Segmentation mask data:
+--

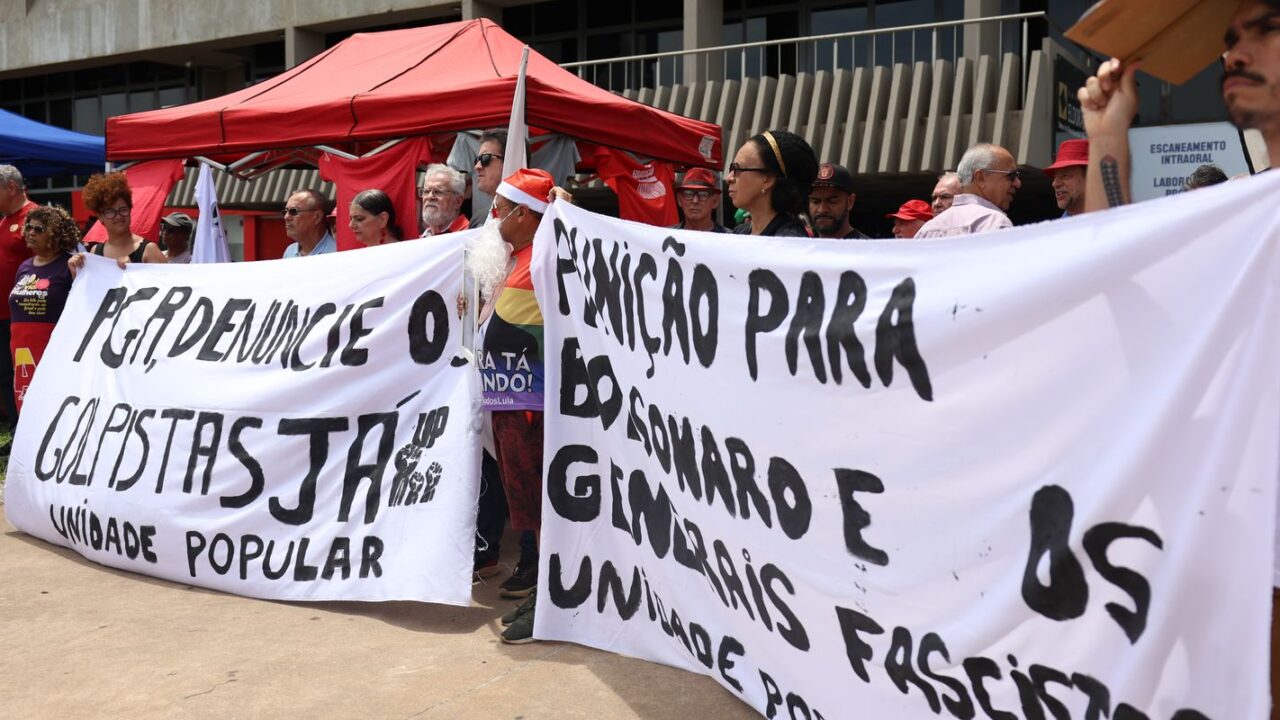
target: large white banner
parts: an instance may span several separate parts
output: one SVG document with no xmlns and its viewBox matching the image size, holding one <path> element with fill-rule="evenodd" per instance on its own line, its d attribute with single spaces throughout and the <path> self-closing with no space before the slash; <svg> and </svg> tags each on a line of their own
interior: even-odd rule
<svg viewBox="0 0 1280 720">
<path fill-rule="evenodd" d="M 554 204 L 535 634 L 767 717 L 1265 717 L 1278 194 L 857 243 Z"/>
<path fill-rule="evenodd" d="M 5 513 L 96 562 L 288 600 L 471 600 L 463 238 L 273 262 L 88 257 Z"/>
</svg>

+--

**EXERCISE OBJECTIVE:**
Find every line above where the word "instance" occurs, and copy that line.

**RESPONSE TO THIS TASK:**
parts: an instance may span several separate parts
output: one SVG document with no xmlns and its viewBox matching the image size, holding one <path> element with fill-rule="evenodd" per instance on its own line, its d attribute with single spaces throughout and the <path> self-closing with no space before the slash; <svg> and </svg> tags each on a line of their own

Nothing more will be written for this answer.